_Problem requirements:_
From the hiking thermodynamics text below, set down word for word the passage starting at "Suppose a 60" and ending at "60\times9.8\times1500\ \ \ \ \ (2)".

Thermodynamics of hiking

Reference: Daniel V. Schroeder, An Introduction to Thermal Physics, (Addison-Wesley, 2000) – Problem 1.54.

Suppose a 60 kg hiker wishes to climb a 1500 m tall mountain. If she wants to provide the energy for the climb by eating only corn flakes, how much would she need to eat? We’ll make a lot of oversimplifying assumptions to get an estimate. First, suppose that the only work expended on the hike is the energy required to climb 1500 m. The work is equal to the potential energy gained, so

\displaystyle W \displaystyle = \displaystyle mgh\ \ \ \ \ (1)
\displaystyle \displaystyle = \displaystyle 60\times9.8\times1500\ \ \ \ \ (2)
\displaystyle \displaystyle = \displaystyle 8.82\times10^{5}\mbox{ J}\ \ \ \ \ (3)
\displaystyle \displaystyle = \displaystyle 211\mbox{ kcal} \ \ \ \ \ (4)

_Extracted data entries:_
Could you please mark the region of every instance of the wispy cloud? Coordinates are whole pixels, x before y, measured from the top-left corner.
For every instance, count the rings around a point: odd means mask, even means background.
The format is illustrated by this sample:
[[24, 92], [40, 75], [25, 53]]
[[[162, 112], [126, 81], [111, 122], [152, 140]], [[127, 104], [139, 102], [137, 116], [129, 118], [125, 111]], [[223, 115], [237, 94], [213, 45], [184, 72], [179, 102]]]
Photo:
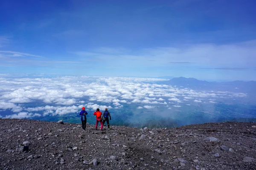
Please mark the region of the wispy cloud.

_Result:_
Suppose a 60 kg hiker wishes to climb a 1500 m tall mountain. If she wants to provide the energy for the climb by eating only corn flakes, how much would she need to eat? We’ll make a lot of oversimplifying assumptions to get an estimate. First, suppose that the only work expended on the hike is the energy required to climb 1500 m. The work is equal to the potential energy gained, so

\displaystyle W \displaystyle = \displaystyle mgh\ \ \ \ \ (1)
\displaystyle \displaystyle = \displaystyle 60\times9.8\times1500\ \ \ \ \ (2)